- PROVIDED RECORDS
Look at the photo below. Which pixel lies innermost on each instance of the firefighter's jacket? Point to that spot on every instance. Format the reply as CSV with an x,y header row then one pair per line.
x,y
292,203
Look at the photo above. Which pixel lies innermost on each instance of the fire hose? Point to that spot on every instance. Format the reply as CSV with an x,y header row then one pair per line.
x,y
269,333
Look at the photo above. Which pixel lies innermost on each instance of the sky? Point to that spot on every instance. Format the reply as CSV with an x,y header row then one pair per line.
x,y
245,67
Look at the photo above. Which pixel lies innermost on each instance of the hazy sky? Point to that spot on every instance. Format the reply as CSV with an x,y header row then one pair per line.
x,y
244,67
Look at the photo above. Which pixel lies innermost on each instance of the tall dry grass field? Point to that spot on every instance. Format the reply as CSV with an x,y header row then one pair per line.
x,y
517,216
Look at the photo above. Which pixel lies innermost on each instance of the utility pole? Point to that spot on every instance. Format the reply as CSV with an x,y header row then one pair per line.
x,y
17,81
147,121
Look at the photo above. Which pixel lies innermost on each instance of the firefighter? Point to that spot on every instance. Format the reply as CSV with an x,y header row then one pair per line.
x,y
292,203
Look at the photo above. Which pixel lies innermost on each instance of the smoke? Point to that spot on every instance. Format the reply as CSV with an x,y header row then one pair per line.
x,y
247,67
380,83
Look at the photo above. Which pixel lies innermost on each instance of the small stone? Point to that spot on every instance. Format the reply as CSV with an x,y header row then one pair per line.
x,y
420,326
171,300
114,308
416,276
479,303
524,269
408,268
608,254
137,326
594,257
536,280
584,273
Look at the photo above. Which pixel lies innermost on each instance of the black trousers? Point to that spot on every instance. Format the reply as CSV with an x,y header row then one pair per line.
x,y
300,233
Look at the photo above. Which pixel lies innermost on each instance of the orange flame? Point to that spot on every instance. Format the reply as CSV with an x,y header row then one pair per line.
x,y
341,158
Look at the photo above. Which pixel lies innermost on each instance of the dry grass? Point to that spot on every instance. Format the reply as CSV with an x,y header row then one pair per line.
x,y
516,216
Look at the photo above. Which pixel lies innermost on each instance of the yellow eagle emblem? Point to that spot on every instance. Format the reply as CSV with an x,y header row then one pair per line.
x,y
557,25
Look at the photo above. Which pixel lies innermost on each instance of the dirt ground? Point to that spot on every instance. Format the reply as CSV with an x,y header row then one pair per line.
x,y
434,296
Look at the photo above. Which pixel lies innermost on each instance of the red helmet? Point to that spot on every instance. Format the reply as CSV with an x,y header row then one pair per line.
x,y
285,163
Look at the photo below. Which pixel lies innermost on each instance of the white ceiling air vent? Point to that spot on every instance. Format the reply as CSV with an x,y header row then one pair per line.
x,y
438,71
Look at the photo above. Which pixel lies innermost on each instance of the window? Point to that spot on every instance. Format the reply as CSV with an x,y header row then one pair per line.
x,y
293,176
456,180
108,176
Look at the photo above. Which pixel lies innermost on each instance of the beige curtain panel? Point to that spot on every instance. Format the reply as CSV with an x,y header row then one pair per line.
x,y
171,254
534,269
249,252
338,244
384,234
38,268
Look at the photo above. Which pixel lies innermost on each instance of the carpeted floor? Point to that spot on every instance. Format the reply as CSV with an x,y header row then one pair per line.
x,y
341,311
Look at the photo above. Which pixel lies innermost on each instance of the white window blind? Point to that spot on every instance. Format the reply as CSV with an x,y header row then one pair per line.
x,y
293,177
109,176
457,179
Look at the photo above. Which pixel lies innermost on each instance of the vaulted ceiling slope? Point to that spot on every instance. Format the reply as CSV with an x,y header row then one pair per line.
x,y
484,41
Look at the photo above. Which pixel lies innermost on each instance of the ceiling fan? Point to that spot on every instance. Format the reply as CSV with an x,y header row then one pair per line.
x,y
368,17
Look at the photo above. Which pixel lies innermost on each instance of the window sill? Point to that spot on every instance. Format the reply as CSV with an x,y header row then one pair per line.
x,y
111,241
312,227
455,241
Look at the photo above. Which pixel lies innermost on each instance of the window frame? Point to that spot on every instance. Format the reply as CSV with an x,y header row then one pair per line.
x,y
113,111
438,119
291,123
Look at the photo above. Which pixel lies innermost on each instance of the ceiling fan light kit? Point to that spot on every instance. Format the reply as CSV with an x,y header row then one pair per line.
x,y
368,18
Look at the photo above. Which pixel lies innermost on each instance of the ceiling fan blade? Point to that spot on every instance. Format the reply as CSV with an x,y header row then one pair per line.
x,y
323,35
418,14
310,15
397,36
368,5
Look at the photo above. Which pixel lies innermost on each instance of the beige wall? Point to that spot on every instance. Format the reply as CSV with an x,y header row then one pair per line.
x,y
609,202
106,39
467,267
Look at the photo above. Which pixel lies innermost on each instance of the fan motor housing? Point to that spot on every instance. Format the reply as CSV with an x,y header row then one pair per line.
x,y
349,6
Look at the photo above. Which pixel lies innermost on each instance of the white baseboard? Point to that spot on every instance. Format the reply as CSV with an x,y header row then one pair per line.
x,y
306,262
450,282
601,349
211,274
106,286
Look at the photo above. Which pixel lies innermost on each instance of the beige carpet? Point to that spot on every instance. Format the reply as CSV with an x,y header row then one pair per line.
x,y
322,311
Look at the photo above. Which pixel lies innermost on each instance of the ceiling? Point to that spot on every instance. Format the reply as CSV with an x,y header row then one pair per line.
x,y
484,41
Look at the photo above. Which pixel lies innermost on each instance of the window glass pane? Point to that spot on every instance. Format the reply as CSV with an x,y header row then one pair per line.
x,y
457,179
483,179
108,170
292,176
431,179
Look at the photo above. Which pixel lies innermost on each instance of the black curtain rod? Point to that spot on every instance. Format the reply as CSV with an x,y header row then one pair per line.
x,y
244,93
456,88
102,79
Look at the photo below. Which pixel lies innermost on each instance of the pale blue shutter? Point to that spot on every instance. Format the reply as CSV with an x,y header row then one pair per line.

- TO DO
Reproduce the listing above exactly, in its entirety.

- SOLUTION TO THIS EXERCISE
Look at the photo below. Which pixel lies innermost on each instance of the firefighter's jacket? Point to that spot on every instance. Format the reply as CSV with an x,y header row then one pair per line.
x,y
292,203
Look at the photo above. Which pixel lies innermost on each instance of the fire hose? Point to that spot on every instance. Format the reply as CSV with an x,y header row then one pair per line.
x,y
269,333
Look at the photo above. Which pixel lies innermost on each instance of the sky? Point to that spot on every instance. Format the reply as CSV with an x,y header row then one pair per line.
x,y
245,67
Look at the photo above. Which pixel lies innermost on each instance of the hazy sky? Point to that spot on every instance. Format the reply as CSV with an x,y header row then one pair per line.
x,y
244,67
Look at the photo above. Which pixel lies innermost on each instance of the tall dry grass field? Point to that spot on every instance. Format the reply as CSV with an x,y header row then one pair per line.
x,y
517,216
Look at the photo above. Which pixel lies innermost on each instance of the utility pole? Point to that spot on every instance. Format the reply as CSV with an x,y header row then one pair per line.
x,y
17,81
147,121
Look at the photo above. Which pixel lies innermost on each instance of the firefighter? Point to that spot on every instance. Format the reply as CSV with an x,y header row then one pair per line.
x,y
292,203
Look at the photo above. Which pixel lies innermost on each instance of the smoke? Point to that spot on every instance. Format the reply as CSV with an x,y header row then one pair per line.
x,y
247,67
380,83
Look at the photo above. Which pixel lies innermost on each instance of the small stone? Point to that spot on every instance. Format the reply as CSV with an x,y header row then one pair per line.
x,y
420,326
171,300
114,308
416,276
479,303
524,269
408,268
608,254
137,326
594,257
536,280
584,273
Look at the photo above. Which pixel lies innermost on each instance of the black trousers? Point to that spot on every instance. Format the reply as CSV with an x,y header row then one pair per line.
x,y
300,233
Look at the photo above. Which pixel lies innermost on each instance of the orange flame? Point to that spot on every instance. Format the reply as CSV with an x,y header row then one pair per line.
x,y
341,158
Look at the photo above. Which pixel lies innermost on each instance of the dry grass? Point to that spot on every instance. Format the reply as CSV with an x,y header row then one pair per line.
x,y
516,216
Look at the photo above. Which pixel lies innermost on each instance of the yellow eagle emblem? Point to that spot on every instance. Format the reply as CSV with an x,y header row then one pair per line.
x,y
557,25
Look at the photo above. Which pixel lies innermost on each instance of the dirt ground? Point to that spot on every instance. Format the reply as CSV with an x,y header row then one pair per line.
x,y
434,296
Look at the photo above. Which pixel lies innermost on each instance of the red helmet? Point to that spot on every instance. Format the reply as CSV with an x,y header row then one pair per line.
x,y
285,163
Look at the photo below. Which pixel lies innermost on each instance of the white ceiling air vent? Point to that spot on every instance. Format the reply as CSV with an x,y header row then one pair per line.
x,y
438,71
Look at the photo above. Which pixel lies innermost on each instance of the window? Point to that spot on every instance. Format the reply as CSV with an x,y header row then one pair per line.
x,y
293,176
456,180
108,176
Look at the photo above. Which pixel lies innermost on each instance of the beige curtain panel? Point to that spot on every instance. Format the reply as CSV with an x,y header row then one pair per line.
x,y
171,254
534,269
249,252
338,244
384,234
38,268
Look at the photo above. Which pixel lies innermost on each instance of the carpeted floor? Point to that spot on every instance. Format the reply as CSV with an x,y header row then one pair per line.
x,y
341,311
Look at the photo above. Which pixel lies innermost on each instance of the white window blind? Point to that spot on every instance. Format the reply as CSV with an x,y header row then one pair per line.
x,y
293,177
109,176
457,179
Look at the photo above. Which pixel lies innermost on each instance of the vaulted ceiling slope? Point to that spot on every instance. Format the reply as CSV with an x,y header row then one pair per line.
x,y
484,41
Look at the photo above. Which pixel lies innermost on each instance of the ceiling fan? Point to that spot on every instance. Format the reply as CSV with an x,y header row then one pair per line.
x,y
368,17
Look at the photo above. Which pixel lies innermost on each instance of the window sill? Point to that spot on every instance. Format the reply as CSV with an x,y header row then one pair per line.
x,y
111,241
312,227
455,241
Look at the photo above. Which pixel lies innermost on each instance of the window frame? Point to that spot on every instance. Format the reply as CSV with an x,y header row then one pair per line.
x,y
113,111
438,119
291,123
Look at the photo above. Which pixel lies innermost on each instance of the ceiling fan light kit? Point to that spot on every instance. Format the reply as CSV with an x,y header row then one pair per line.
x,y
368,18
Look at the photo above. Which pixel lies innermost on each instance of the ceiling fan blade? Point to that spot on every instance. Format the reply as CSV with an x,y header row then one pair per line.
x,y
323,35
418,14
310,15
397,36
368,5
Look at the photo above. Which pixel lies innermost on each instance of the beige wall? Point to that spot on every instance. Format the reply as CSV with an x,y header row then one pair per line.
x,y
609,202
106,39
467,267
Look at the photo above. Which pixel lies innermost on each instance of the fan motor housing? Point to that spot on every instance. Format the reply as CSV with an x,y header row then one pair per line.
x,y
349,6
Look at the photo above. Which pixel lies innermost on each instance of the white baseboard? Point to that spot on every instance. Format the reply as CSV with an x,y header row then one pair per line.
x,y
306,262
450,282
601,349
211,274
106,286
Look at the photo above. Which pixel lies innermost on each instance of the beige carpet? Point to that spot on every instance. Format the reply as CSV with an x,y header row then one pair per line.
x,y
322,311
Look at the photo above. Which pixel lies innermost on each instance of the ceiling? Point to that spot on every instance. Format the reply as CSV with an x,y header row then one pair per line.
x,y
484,41
Look at the photo above. Which pixel lies innermost on each instance of the window glass pane? Point to that spot on every instance. Format the reply as CSV with an x,y header row then one pair per line.
x,y
457,179
483,179
108,170
292,176
431,179
Look at the photo above. Which pixel lies innermost on each instance of the black curtain rod? Point to that spot on every instance. Format the reply as CSV with an x,y header row then one pair per line.
x,y
244,93
456,88
102,79
Look at the photo below. Which pixel lies innermost on each instance of the pale blue shutter? Point to that spot on every instance. Format the reply as CSV with an x,y header row then one pair per line.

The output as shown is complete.